- _SOURCE DATA_:
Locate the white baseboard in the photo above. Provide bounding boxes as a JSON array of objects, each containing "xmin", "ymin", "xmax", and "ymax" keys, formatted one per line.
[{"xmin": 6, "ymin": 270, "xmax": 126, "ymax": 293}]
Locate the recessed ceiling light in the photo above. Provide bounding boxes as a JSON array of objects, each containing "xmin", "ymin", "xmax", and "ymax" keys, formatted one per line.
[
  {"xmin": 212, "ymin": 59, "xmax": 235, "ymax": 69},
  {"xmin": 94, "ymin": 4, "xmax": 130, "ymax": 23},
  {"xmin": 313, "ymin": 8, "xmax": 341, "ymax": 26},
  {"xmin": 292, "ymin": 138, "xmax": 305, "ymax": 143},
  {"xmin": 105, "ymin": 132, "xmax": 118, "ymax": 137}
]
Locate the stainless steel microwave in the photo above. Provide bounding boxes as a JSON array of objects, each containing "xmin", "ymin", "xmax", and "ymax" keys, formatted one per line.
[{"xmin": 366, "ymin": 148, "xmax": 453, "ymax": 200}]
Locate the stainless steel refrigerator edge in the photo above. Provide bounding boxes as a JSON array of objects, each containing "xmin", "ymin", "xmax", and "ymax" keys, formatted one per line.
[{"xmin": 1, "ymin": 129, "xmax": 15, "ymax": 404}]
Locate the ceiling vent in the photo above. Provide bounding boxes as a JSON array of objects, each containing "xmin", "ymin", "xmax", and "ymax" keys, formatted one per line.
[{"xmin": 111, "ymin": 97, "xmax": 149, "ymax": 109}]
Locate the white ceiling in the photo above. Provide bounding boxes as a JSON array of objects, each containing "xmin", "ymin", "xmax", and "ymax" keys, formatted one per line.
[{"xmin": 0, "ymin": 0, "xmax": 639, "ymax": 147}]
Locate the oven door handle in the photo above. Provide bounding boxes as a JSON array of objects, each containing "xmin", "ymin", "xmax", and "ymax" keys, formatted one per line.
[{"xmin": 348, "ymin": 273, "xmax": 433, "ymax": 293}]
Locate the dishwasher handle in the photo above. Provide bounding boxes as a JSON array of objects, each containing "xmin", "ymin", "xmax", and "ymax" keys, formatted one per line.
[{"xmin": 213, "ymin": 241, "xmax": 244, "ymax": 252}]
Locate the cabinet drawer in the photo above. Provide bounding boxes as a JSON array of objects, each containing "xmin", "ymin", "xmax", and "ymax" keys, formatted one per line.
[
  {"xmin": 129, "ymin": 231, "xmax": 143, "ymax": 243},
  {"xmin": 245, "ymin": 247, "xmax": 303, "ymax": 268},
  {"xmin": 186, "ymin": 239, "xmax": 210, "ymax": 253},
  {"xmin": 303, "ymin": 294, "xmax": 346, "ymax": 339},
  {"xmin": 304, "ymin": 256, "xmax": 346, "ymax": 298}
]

- _WHAT TO PRODUCE_: Give back all the material, with each line exactly as it stands.

- _FINISHED TASK_:
Locate the white baseboard in the photo above. Provide bounding boxes as a JSON array of objects, each containing "xmin", "ymin", "xmax", and "ymax" keys, formatted one per line.
[{"xmin": 6, "ymin": 270, "xmax": 126, "ymax": 293}]
Locate the recessed ceiling light in the photo above. Provide bounding boxes as a JSON array of objects, each containing "xmin", "ymin", "xmax", and "ymax" keys, formatted one per line.
[
  {"xmin": 212, "ymin": 59, "xmax": 235, "ymax": 69},
  {"xmin": 94, "ymin": 4, "xmax": 130, "ymax": 23},
  {"xmin": 313, "ymin": 8, "xmax": 341, "ymax": 26},
  {"xmin": 292, "ymin": 138, "xmax": 305, "ymax": 143},
  {"xmin": 105, "ymin": 132, "xmax": 118, "ymax": 137}
]
Locate the stainless steel microwave in the photo above. Provide bounding boxes as a JSON array of objects, each containing "xmin", "ymin", "xmax", and "ymax" keys, formatted one per line.
[{"xmin": 366, "ymin": 148, "xmax": 453, "ymax": 200}]
Locate the stainless steel refrigerator edge in the photo above. Provide bounding boxes as a JSON array of objects, each containing "xmin", "ymin", "xmax", and "ymax" keys, formatted one per line.
[{"xmin": 1, "ymin": 129, "xmax": 15, "ymax": 404}]
Locate the ceiling vent in the photo above. Provide bounding boxes as a JSON array of objects, each containing "xmin", "ymin", "xmax", and "ymax" keys, formatted one per line.
[{"xmin": 111, "ymin": 97, "xmax": 149, "ymax": 109}]
Locate the white ceiling in the photo above. Provide bounding boxes as a JSON array of objects, each containing "xmin", "ymin", "xmax", and "ymax" keys, formatted one per line.
[{"xmin": 0, "ymin": 0, "xmax": 639, "ymax": 147}]
Locate the oven door handle in the photo above. Provide bounding boxes as a JSON array of objects, each containing "xmin", "ymin", "xmax", and "ymax" keys, formatted one per line.
[{"xmin": 348, "ymin": 273, "xmax": 433, "ymax": 293}]
Locate the dishwasher handle in the photo above. Provide bounding boxes as a JSON array of objects, each containing "xmin", "ymin", "xmax", and "ymax" keys, formatted one per line.
[{"xmin": 213, "ymin": 241, "xmax": 244, "ymax": 252}]
Locate the cabinet drawer in the photo above. Provide bounding boxes as a JSON array of objects, each containing "xmin", "ymin", "xmax", and "ymax" keys, formatted one per line.
[
  {"xmin": 129, "ymin": 231, "xmax": 143, "ymax": 243},
  {"xmin": 245, "ymin": 247, "xmax": 303, "ymax": 268},
  {"xmin": 186, "ymin": 239, "xmax": 210, "ymax": 253},
  {"xmin": 303, "ymin": 294, "xmax": 346, "ymax": 339},
  {"xmin": 304, "ymin": 256, "xmax": 346, "ymax": 298}
]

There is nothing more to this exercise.